Assigned task
The required result is each line of the entries below containing the string "center".

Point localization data
■ ■ ■ ■ ■ ■ ■
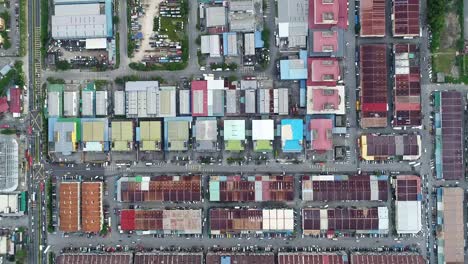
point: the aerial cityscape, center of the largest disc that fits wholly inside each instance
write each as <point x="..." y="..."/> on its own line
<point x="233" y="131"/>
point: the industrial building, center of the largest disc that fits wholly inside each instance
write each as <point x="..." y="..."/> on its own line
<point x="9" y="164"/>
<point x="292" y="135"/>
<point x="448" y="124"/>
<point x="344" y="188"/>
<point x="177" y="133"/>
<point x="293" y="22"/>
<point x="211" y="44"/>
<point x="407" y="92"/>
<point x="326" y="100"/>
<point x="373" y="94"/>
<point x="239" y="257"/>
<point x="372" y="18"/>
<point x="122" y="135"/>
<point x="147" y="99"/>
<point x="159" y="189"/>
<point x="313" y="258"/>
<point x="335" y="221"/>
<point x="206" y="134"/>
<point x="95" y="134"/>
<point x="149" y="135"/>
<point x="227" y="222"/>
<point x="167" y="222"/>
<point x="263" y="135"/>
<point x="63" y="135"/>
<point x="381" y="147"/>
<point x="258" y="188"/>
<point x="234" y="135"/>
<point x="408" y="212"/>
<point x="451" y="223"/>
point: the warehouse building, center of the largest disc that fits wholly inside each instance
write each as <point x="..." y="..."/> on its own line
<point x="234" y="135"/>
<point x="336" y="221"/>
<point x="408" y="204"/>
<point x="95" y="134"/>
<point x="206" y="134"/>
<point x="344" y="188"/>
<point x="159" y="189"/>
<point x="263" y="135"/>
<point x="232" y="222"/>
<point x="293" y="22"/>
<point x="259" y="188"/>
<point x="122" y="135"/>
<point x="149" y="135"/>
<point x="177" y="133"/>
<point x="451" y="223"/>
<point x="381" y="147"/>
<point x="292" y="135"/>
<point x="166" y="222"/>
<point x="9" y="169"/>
■ ■ ■ ■ ■ ■ ■
Exercise solution
point: the aerial cityscape, center of the largest disc that fits wholly inside each instance
point: the industrial building, center of the largest disc that fits wholly inside each instance
point: the warehouse building, center of the largest disc that fits wholly inside each instance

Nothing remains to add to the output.